Exercise tasks >>
1. Copy word for word the part of the text on spinach ricotta stuffed shells between "FAQs about Spinach" and "substitute for ricotta?", inclusive.
2. Continue the text on spinach ricotta stuffed shells, starting right after its final sentence.

[Supplied text — start]

For more tips on healthy eating, check out the CDC's guidance on sodium intake. Enjoy your delicious spinach ricotta stuffed shells while being mindful of your nutritional intake!
FAQs about Spinach Ricotta Stuffed Shells
Can I make this dish in advance?
Absolutely! You can prepare your spinach ricotta stuffed shells a day ahead. Simply assemble the shells with the filling, pour on the sauce, cover, and refrigerate. When you're ready to bake, just pop them in the oven for a comforting meal that's ready in no time.
What can I substitute for ricotta?
If ricotta isn't your jam, don't worry! Cream cheese can be a great alternative; just blend it with a bit of milk for creaminess. Cottage cheese, preferably blended for a smooth texture, also works well. For a vegan option, consider using tofu mixed with nutritional yeast and lemon juice!

[Supplied text — finish]
[Given entries — start]

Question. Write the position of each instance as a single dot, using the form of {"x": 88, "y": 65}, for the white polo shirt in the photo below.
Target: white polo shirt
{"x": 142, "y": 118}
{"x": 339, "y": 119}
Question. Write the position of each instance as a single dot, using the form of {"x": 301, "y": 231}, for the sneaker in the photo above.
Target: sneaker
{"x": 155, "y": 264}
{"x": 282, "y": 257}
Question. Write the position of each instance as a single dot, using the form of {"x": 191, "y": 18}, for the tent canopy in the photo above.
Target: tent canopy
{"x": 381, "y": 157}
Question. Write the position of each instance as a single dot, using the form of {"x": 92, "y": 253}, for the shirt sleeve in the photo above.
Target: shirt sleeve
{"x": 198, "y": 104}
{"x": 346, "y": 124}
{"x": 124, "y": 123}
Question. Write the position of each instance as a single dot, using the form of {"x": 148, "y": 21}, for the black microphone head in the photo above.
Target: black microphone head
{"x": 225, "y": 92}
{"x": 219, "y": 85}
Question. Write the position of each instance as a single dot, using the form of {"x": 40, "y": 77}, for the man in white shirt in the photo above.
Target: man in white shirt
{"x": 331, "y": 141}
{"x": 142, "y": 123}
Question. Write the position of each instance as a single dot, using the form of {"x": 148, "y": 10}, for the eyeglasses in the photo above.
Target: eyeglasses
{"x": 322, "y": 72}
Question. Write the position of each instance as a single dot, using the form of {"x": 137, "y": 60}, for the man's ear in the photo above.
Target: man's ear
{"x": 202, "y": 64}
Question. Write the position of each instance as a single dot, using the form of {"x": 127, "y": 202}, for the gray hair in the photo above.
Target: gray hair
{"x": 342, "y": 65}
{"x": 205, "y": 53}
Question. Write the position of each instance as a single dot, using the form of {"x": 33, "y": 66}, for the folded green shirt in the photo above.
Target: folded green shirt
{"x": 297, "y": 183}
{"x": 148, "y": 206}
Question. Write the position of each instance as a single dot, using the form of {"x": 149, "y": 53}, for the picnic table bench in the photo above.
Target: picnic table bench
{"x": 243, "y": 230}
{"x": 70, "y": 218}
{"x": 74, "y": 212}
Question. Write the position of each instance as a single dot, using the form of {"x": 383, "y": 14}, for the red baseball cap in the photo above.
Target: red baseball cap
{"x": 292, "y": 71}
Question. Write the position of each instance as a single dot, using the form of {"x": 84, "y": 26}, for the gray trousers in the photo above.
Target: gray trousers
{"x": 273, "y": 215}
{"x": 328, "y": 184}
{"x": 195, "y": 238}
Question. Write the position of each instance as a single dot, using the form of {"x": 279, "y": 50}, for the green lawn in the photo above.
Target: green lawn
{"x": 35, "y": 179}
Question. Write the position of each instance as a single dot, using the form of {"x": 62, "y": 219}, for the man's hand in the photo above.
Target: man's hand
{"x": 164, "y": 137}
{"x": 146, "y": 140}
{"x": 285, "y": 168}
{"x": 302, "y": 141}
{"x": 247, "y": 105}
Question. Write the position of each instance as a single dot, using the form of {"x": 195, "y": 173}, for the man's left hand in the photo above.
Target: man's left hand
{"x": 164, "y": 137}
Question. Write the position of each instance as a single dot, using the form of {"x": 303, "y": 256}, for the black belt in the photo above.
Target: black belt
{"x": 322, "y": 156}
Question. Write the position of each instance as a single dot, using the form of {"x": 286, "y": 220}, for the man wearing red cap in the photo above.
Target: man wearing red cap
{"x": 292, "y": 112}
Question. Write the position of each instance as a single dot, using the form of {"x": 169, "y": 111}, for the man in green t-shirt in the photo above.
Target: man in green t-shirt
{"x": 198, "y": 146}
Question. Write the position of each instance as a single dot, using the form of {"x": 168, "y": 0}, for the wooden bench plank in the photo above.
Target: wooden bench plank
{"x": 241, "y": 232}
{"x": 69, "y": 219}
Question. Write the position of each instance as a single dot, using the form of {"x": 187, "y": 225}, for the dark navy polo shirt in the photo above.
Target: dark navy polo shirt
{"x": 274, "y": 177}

[Given entries — finish]

Answers given >>
1.
FAQs about Spinach Ricotta Stuffed Shells
Can I make this dish in advance?
Absolutely! You can prepare your spinach ricotta stuffed shells a day ahead. Simply assemble the shells with the filling, pour on the sauce, cover, and refrigerate. When you're ready to bake, just pop them in the oven for a comforting meal that's ready in no time.
What can I substitute for ricotta?

2.
Are these shells freezer-friendly?
Yes, they are! You can freeze spinach ricotta stuffed shells before or after baking. Make sure they're well-wrapped to avoid freezer burn. When it's time to enjoy, just thaw and reheat them in the oven, covered, until heated through. Ideal for busy weeknights!
For more tips, check out Food Network’s freezer-friendly guide!
Conclusion on Spinach Ricotta Stuffed Shells
Spinach ricotta stuffed shells are not just a meal; they’re a comforting hug on a plate. Easy to prepare and perfect for sharing, this dish embodies flavor and nutrition. Whether for a cozy dinner with friends or a busy weeknight, they never disappoint. Enjoy every cheesy, delicious bite!

Spinach ricotta stuffed shells
Equipment
- Pot
- baking dish
- mixing bowl
- Oven
Ingredients
Sauce
- 2 tablespoon olive oil
- 2 medium eschallots/shallots finely chopped
- 4 cloves garlic finely minced
- 1 bay leaf fresh (sub dried)
- 0.5 teaspoon dried thyme
- 0.5 teaspoon dried oregano
- 0.33 cup tomato paste
- 700 g tomato passata (US: tomato sauce)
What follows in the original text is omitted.